Exercise prompt —
Search the records for the word "rock". Copy every line where it appears.
── Provided entries ──
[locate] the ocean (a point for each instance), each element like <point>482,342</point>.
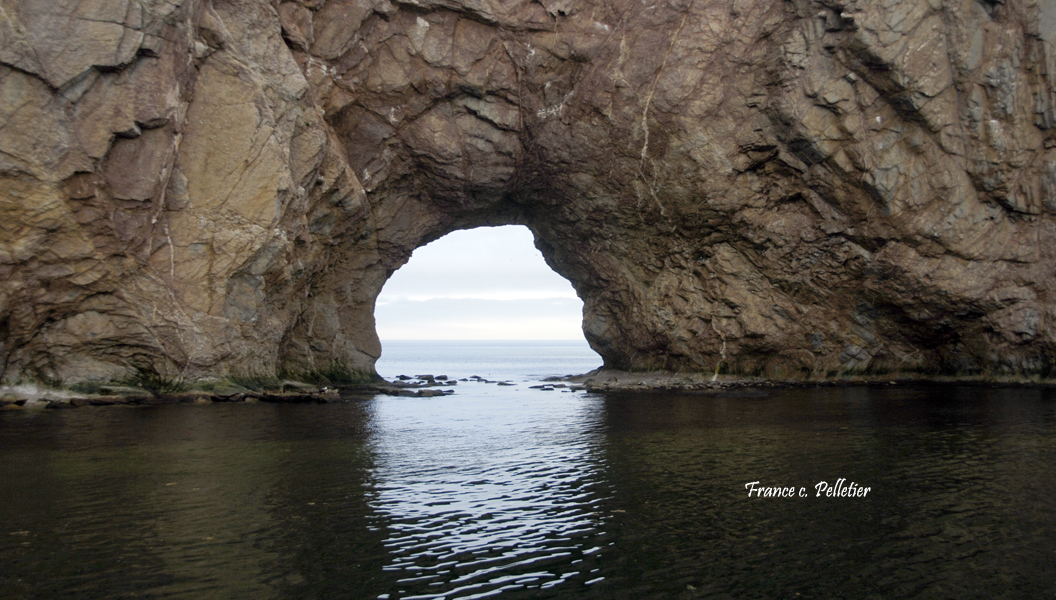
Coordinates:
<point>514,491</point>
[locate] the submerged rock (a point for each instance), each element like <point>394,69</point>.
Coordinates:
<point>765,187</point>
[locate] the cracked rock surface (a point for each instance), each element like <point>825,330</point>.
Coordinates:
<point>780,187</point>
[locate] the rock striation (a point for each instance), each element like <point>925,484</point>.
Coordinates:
───
── Provided entries ──
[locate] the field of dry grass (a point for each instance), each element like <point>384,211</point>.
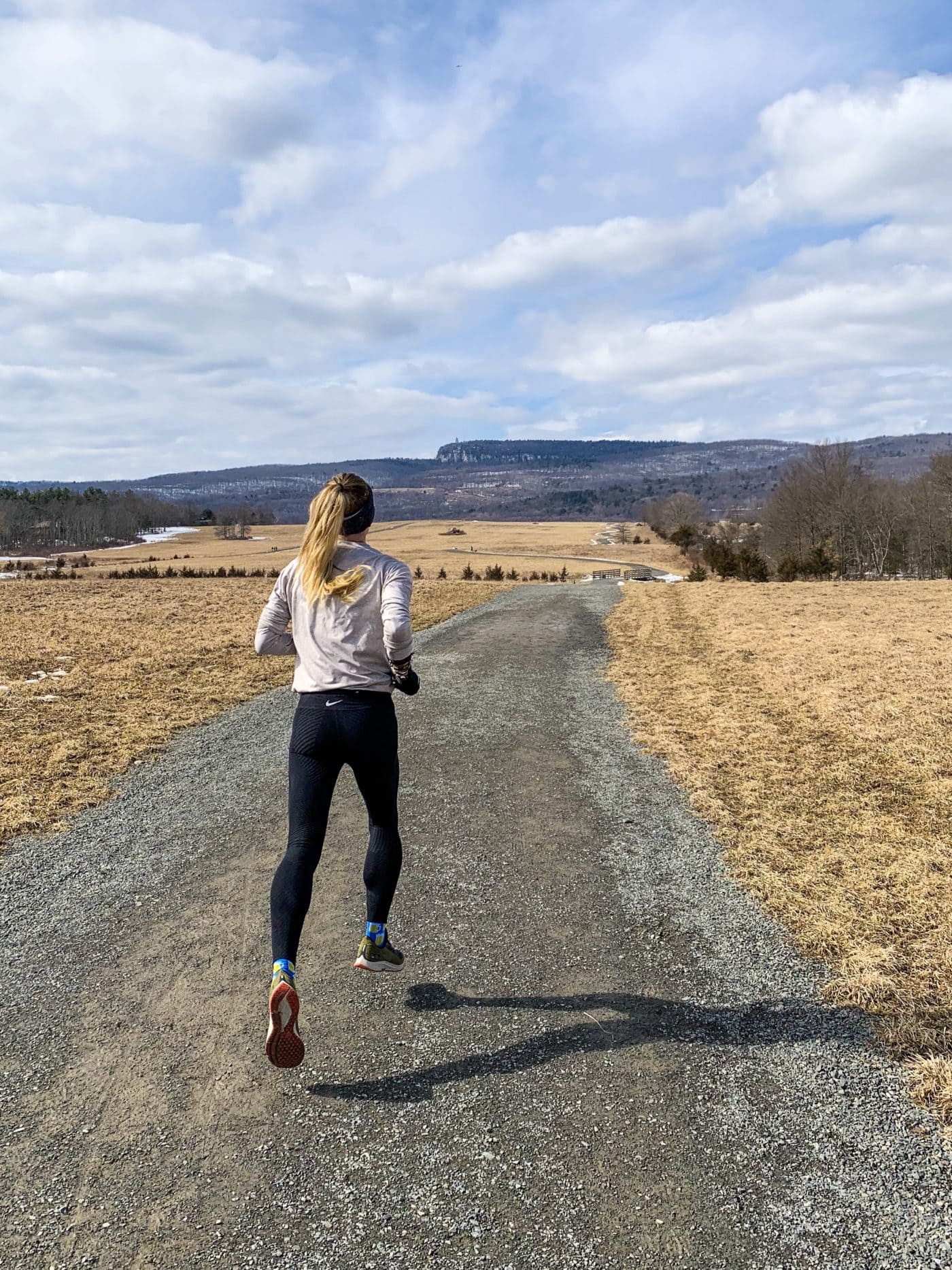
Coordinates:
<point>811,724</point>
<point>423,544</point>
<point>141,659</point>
───
Result of this task —
[locate] the submerged rock (a point for each instance), each element like <point>394,69</point>.
[locate] the cracked rock surface (a point for each instance), each element like <point>825,330</point>.
[locate] the rock striation (a point for each instance), each element like <point>925,484</point>.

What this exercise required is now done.